**TASK MATERIAL**
- - - - -

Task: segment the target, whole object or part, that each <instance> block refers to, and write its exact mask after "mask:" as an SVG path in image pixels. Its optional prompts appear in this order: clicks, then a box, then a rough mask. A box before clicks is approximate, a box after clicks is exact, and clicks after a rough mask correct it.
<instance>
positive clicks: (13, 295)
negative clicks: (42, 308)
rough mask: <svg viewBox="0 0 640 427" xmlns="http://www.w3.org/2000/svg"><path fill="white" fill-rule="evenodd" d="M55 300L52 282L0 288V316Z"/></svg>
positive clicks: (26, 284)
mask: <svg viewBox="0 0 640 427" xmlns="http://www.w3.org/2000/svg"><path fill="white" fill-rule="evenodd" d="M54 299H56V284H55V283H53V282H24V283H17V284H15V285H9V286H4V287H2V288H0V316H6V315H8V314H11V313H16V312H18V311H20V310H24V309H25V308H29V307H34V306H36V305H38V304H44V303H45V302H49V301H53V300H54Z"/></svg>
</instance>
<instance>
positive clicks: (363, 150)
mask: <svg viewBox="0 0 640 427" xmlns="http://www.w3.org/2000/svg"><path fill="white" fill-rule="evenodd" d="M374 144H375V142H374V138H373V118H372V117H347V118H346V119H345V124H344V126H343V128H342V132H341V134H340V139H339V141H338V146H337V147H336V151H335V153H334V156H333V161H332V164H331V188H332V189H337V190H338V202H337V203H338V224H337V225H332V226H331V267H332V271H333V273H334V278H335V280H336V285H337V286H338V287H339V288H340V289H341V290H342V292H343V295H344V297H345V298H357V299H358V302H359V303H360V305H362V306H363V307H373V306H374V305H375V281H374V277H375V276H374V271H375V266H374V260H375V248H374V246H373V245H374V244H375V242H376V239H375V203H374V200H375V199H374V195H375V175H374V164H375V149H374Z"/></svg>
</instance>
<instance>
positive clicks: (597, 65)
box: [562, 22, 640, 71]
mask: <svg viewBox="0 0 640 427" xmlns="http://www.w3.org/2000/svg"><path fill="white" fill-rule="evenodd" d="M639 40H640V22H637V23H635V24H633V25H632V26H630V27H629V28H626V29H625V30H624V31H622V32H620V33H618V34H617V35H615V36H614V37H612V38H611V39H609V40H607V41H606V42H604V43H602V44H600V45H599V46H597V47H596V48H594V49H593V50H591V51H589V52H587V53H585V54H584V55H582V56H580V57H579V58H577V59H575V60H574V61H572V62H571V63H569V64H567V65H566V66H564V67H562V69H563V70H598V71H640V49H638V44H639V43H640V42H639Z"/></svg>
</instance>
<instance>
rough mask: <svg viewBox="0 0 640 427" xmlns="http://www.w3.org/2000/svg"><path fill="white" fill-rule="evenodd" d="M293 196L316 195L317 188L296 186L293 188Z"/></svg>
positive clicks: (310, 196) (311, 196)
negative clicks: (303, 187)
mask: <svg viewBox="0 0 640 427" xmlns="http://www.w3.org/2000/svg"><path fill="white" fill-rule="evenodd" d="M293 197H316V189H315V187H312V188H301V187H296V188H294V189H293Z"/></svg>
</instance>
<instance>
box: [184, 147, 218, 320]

- - - - -

Return exactly what appears above, from the first line of the entries to the line with "positive clicks: (597, 65)", inclusive.

**RESPONSE AREA**
Task: segment the target, whole object or part, that each <instance> block refers to, and write its exact mask after "mask:" as an SVG path in image pixels. Its optional prompts appear in this order: clicks, then a box, then a rough mask. A box before clicks is approximate, a box after clicks is exact, and clicks after a rough mask correct it.
<instance>
positive clicks: (13, 295)
negative clicks: (42, 308)
rough mask: <svg viewBox="0 0 640 427" xmlns="http://www.w3.org/2000/svg"><path fill="white" fill-rule="evenodd" d="M55 300L52 282L0 288V316Z"/></svg>
positive clicks: (26, 284)
mask: <svg viewBox="0 0 640 427" xmlns="http://www.w3.org/2000/svg"><path fill="white" fill-rule="evenodd" d="M54 299H56V284H55V283H53V282H24V283H17V284H15V285H9V286H4V287H2V288H0V316H6V315H8V314H11V313H16V312H18V311H20V310H24V309H25V308H29V307H34V306H36V305H38V304H44V303H45V302H49V301H53V300H54Z"/></svg>
</instance>
<instance>
positive clicks: (363, 150)
mask: <svg viewBox="0 0 640 427" xmlns="http://www.w3.org/2000/svg"><path fill="white" fill-rule="evenodd" d="M374 144H375V142H374V138H373V118H372V117H347V118H346V119H345V124H344V126H343V128H342V132H341V134H340V139H339V141H338V146H337V147H336V151H335V153H334V156H333V161H332V164H331V188H332V189H337V190H338V202H337V203H338V224H337V225H332V226H331V267H332V271H333V273H334V278H335V280H336V285H337V286H338V287H339V288H340V289H341V290H342V292H343V295H344V297H345V298H357V299H358V302H359V303H360V305H362V306H363V307H373V306H374V305H375V281H374V277H375V276H374V271H375V266H374V260H375V248H374V246H373V245H374V244H375V242H376V239H375V203H374V200H375V199H374V195H375V175H374V164H375V149H374Z"/></svg>
</instance>
<instance>
positive clicks: (597, 65)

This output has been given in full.